→ **Задачи**
[1] Ответьте на вопросы по рассказу Марка Вайля о Ташкенте:
(a) Какая конференция проходила в Ташкенте в 1956 году?
(b) Где работала мать рассказчика?
(c) Какую фразу произнесла мать, когда сошла с поезда в Ташкенте?
[2] Пожалуйста, продолжите рассказ Марка Вайля о Ташкенте начиная после его последнего предложения.

→ **Текст для чтения**
------------------------------------------------------------
Марк Вайль: «Мой Ташкент — уже миф»
Многие из нас ощущают себя частью Ташкента, другие — Ташкент своей частью. Состоялись бы мы без этого города? Что было бы с городом, если бы в нем не было театра «Ильхом»? Состоялся бы театр «Ильхом» без Марка Вайля? И состоялся ли бы режиссер Марк Вайль без такого странного и в чем-то уникального города?
О магии Ташкента, в пыльном воздухе которого возник дух свободы и его прямое воплощение — «Ильхом», о своем профессиональном становлении, о родителях и друзьях, и о своем вдохновении рассказывает руководитель всемирно известного театра, режиссер Марк Яковлевич Вайль.
Первое…
…что я помню, это 1956 год: конференция писателей стран Азии, Африки и Латинской Америки в Ташкенте. Люди восхищались внезапно нахлынувшими черными лицами. Мама моя работала в Центральном дворце пионеров, а пионеров воспитывали в духе интернациональной дружбы — и туда привезли делегатов в ярко-цветных одеждах. А я, четырехлетний карапуз, ходил среди вот этих индийских халатов, видел горящие глаза окружавших меня людей, для которых впервые открылся большой мир. То есть я, не зная слов «железный занавес», помню его, занавеса, падение. Следом за этим грянул фестиваль 1957 года — еще одна волна. Я ощущал Ташкент центром Вселенной: стадионы забиты, в сквере Революции, во всех парках — гигантские концертные площадки, все чего-то поют, танцуют. И первые рок-н-роллы «на ребрах», которые крутили мои сестры (в специальных студиях можно было на рентгеновском снимке легких «нарезать» рок-н-ролл Балларда или Нобла), и первые электрические проигрыватели, и первые катушечные магнитофоны…
Кошмар
Отец был профессиональным военным. Сразу после окончания военного училища в Киеве, в конце 1930-х он оказался в Ташкенте. Из Киева папа привез с собой маму, студентку и первую красавицу киевского театрального института. Институт она не закончила, и преподавательский состав не хотел ее отпускать ни в какую. Семейное предание: когда мама сошла с поезда «Киев-Москва-Ташкент» на платформу, и ее туфли на гвоздиках провалились в ташкентскую пыль, она произнесла сакраментальную фразу: «Яша, куда ты меня привез!».
Мои сестры появились еще до войны, а я был поздний ребенок, родился аж с отрывом в 13 лет за год и два месяца до смерти Сталина. Но на стене довольно долго еще висел барельеф: Ленин, Сталин, Маркс, Энгельс. И когда я лежал больной с температурой 40, контуры этих лиц накатывались смещенным трафаретом на окружающую обстановку и волнами плыли по дому. Я хорошо помню этот мой ранний кошмар.
Благодаря сестрам, я рос в окружении ташкентских стиляг, независимых мажорных ребят, уже чуть-чуть вкусивших свободы. Прекратились ночные аресты, страх начал отступать, в воздухе витало что-то немыслимое! Конечно, старшее поколение до конца своих дней так и не избавилось от ужаса той эпохи.
------------------------------------------------------------
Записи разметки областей

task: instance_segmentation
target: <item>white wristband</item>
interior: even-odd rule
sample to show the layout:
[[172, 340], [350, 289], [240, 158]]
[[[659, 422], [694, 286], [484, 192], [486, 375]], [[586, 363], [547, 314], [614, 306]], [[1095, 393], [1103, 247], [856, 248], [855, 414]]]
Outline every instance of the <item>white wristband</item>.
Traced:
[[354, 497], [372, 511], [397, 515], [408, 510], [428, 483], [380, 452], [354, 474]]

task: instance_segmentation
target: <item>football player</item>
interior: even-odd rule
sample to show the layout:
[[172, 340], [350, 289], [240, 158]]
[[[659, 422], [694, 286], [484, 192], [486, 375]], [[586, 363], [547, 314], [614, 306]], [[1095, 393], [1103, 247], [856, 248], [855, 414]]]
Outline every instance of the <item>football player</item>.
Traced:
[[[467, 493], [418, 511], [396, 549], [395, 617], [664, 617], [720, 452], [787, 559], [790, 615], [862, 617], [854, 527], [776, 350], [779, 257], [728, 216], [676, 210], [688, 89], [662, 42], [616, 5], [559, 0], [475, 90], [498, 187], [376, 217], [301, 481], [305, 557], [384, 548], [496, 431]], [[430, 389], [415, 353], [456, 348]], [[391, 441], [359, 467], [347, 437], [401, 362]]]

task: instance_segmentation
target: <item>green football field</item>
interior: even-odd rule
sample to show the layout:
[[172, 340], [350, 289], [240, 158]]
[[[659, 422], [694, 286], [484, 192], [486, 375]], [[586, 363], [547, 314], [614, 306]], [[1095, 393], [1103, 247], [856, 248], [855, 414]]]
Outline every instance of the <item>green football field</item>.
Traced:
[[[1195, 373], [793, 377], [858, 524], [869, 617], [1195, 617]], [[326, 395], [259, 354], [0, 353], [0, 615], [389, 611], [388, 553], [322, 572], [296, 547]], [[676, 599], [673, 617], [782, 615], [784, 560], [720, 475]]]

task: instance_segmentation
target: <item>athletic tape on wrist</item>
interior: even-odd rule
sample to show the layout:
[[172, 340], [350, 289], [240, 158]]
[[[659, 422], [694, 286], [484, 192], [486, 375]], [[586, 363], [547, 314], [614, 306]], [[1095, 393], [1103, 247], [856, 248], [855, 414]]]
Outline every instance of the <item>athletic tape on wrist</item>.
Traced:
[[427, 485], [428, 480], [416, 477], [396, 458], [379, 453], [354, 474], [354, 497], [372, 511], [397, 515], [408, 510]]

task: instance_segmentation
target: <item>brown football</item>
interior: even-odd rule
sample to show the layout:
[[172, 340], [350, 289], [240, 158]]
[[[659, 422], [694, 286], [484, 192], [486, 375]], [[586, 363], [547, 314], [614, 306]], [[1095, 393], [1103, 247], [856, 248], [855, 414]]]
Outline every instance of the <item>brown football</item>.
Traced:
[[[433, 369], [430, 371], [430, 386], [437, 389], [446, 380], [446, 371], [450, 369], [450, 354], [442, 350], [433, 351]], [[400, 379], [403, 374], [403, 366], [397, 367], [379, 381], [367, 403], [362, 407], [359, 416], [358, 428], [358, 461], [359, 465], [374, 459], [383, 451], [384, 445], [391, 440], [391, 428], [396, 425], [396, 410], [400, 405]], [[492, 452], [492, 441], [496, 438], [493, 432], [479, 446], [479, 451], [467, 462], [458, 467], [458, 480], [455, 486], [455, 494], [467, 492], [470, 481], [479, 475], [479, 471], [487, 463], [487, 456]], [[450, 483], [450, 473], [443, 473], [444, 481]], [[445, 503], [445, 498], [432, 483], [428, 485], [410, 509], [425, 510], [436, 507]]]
------------------------------------------------------------
→ **Ответы по задачам**
[1]
(a) Конференция писателей стран Азии, Африки и Латинской Америки.
(b) В Центральном дворце пионеров.
(c) «Яша, куда ты меня привез!»

[2]
Например, Владимир Сергеевич Иогельсон, легендарный педагог театрального института был арестован во время войны за то, что попал со своим театром в плен во время оккупации на Украине, и позже, лишенный права работать в Москве, приехал в Ташкент. Он говорил нам такие вещи, о которых никто тогда и не помышлял: о том, что дело не в идеях, не в гражданственных задачах, что искусство — это чистые формы, чистые звуки, чистый синтез… И это на фоне социалистического реализма! Так вот, я никогда не забуду, как он пришел в «Ильхом» на спектакль «Дракон» по Шварцу и, войдя в зал, немедленно вышел — еще до начала действия. Он увидел, что мы посадили зрителей на нары, использовавшиеся в лагерях. Ему стало плохо. Он сказал: «Вы не знаете, что творите». И ушел. И я понял, что если для нас «страх сталинского времени» — абстракция и возможность играть со знаками времени, то для него это такая реальность, которая не отпустила его до конца жизни.
Среднеазиатский театральный институт и создали вот эти «безродные космополиты», высланные из Москвы в конце 40-х годов. Это Николай Абрамович Эфрос, это Михаил Морозов, это Марк Рубинштейн, это упомянутый Иогельсон… Прямые ученики Мейерхольда и Вахтангова, прямые руки! И Ташкент оказался тем городом, где в 1948 году их не только не заперли вторично, но дали им возможность создать институт. То есть сработал закон традиционного восточного гостеприимства: ну, они же все-таки гости, зачем же их так-то еще-то?..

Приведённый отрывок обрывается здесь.